Kitab
Telaah Pemikiran Wasathiyah
Melalui buku ini, Ustaz Khairan membedah pemikiran dan perspektif wasathiyah Islam.
“Dan demikian pula Kami telah menjadikan kamu (umat Islam) ‘umat pertengahan’ agar kamu menjadi saksi atas (perbuatan) manusia dan agar Rasul (Muhammad) menjadi saksi atas (perbuatan) kamu” (QS al-Baqarah: 143).
Petikan terjemahan ayat Alquran itu menegaskan, Islam mengajarkan umatnya agar mengutamakan pemikiran moderat atau wasathiyah. Dalam beberapa tahun terakhir, cukup banyak buku yang mengulas tentang topik tersebut. Salah satunya adalah karya Ustaz Khairan Muhammad Arif yang berjudul Moderasi Islam.

Daftar Baris:

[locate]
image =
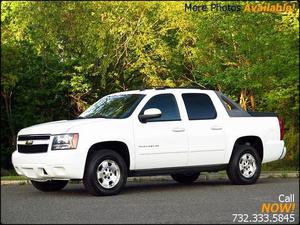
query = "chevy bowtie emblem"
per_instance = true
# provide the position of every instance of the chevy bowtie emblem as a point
(29, 142)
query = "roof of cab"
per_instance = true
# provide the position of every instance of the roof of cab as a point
(163, 89)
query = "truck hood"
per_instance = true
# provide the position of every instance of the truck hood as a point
(59, 127)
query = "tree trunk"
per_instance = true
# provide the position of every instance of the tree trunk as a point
(252, 101)
(243, 99)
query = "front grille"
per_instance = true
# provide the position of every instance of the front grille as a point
(33, 137)
(32, 148)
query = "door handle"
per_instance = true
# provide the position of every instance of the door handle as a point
(216, 128)
(178, 129)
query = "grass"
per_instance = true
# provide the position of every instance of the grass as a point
(13, 178)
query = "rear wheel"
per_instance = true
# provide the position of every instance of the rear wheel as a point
(244, 166)
(49, 185)
(106, 173)
(185, 178)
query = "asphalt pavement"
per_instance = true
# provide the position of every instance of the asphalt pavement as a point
(206, 201)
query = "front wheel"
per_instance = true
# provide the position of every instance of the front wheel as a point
(244, 166)
(106, 173)
(185, 178)
(49, 185)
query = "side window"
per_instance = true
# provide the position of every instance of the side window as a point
(167, 104)
(199, 106)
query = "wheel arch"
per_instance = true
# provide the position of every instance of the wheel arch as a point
(253, 141)
(117, 146)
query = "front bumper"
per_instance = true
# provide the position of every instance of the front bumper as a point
(60, 164)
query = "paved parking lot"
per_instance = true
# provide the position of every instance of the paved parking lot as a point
(212, 201)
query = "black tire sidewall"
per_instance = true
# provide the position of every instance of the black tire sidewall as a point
(90, 177)
(236, 175)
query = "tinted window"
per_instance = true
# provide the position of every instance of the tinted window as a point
(199, 106)
(167, 104)
(113, 106)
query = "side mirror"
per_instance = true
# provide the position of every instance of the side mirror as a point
(150, 114)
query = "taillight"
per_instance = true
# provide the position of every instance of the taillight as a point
(281, 125)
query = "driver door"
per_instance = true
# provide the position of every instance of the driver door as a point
(161, 142)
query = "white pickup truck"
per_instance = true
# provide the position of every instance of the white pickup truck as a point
(179, 131)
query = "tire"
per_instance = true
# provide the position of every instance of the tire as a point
(50, 185)
(185, 178)
(244, 166)
(112, 171)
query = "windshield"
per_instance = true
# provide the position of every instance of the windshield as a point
(113, 106)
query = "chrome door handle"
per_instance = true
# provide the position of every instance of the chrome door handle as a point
(178, 129)
(216, 128)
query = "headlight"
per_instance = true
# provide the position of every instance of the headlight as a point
(65, 141)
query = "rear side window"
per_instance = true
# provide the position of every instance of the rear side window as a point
(167, 104)
(199, 106)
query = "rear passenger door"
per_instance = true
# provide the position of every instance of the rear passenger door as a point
(205, 130)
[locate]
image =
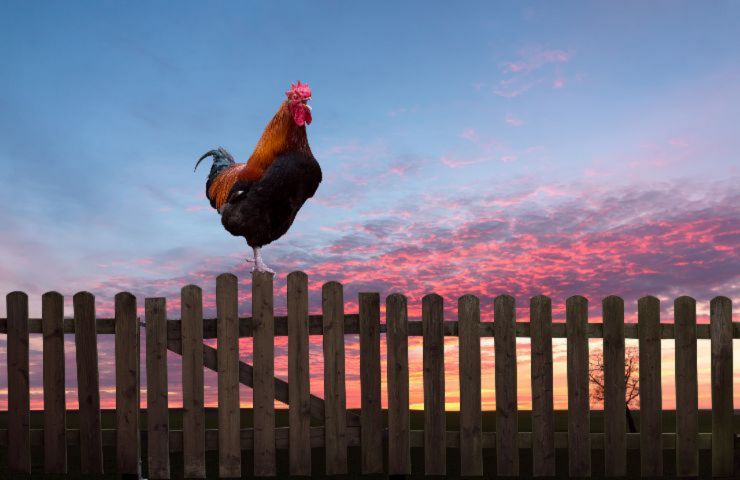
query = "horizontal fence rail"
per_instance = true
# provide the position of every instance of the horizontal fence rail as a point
(384, 441)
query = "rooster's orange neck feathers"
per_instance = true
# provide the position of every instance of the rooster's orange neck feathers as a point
(281, 135)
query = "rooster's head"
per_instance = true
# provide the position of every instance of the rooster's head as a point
(298, 97)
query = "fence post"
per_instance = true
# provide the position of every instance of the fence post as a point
(615, 421)
(193, 418)
(399, 442)
(687, 421)
(128, 452)
(371, 431)
(19, 406)
(264, 374)
(471, 441)
(335, 404)
(543, 422)
(298, 375)
(229, 424)
(722, 388)
(651, 396)
(55, 425)
(507, 429)
(88, 387)
(158, 423)
(435, 441)
(579, 431)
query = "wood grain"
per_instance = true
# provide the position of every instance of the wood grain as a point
(88, 387)
(229, 446)
(399, 439)
(720, 309)
(370, 413)
(471, 430)
(19, 403)
(298, 375)
(335, 404)
(435, 453)
(158, 425)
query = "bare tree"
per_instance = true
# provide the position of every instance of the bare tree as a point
(631, 380)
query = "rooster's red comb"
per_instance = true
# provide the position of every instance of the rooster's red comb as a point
(298, 91)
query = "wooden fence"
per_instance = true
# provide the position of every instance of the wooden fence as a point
(339, 428)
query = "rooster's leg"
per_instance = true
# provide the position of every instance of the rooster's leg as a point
(259, 265)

Tugas Tertulis A:
Dalam teks tentang pemikiran wasathiyah, apa judul karya Ustaz Khairan Muhammad Arif?
Tugas Tertulis B:
Ganti "moderat" dengan "seimbang" lalu tulis ulang bagian teks tentang pemikiran wasathiyah yang dibuka dengan kata-kata yang memuat "Petikan terjemahan ayat" dan ditutup dengan "berjudul Moderasi Islam.".

Jawaban Benar A:
Moderasi Islam.

Jawaban Benar B:
Petikan terjemahan ayat Alquran itu menegaskan, Islam mengajarkan umatnya agar mengutamakan pemikiran seimbang atau wasathiyah. Dalam beberapa tahun terakhir, cukup banyak buku yang mengulas tentang topik tersebut. Salah satunya adalah karya Ustaz Khairan Muhammad Arif yang berjudul Moderasi Islam.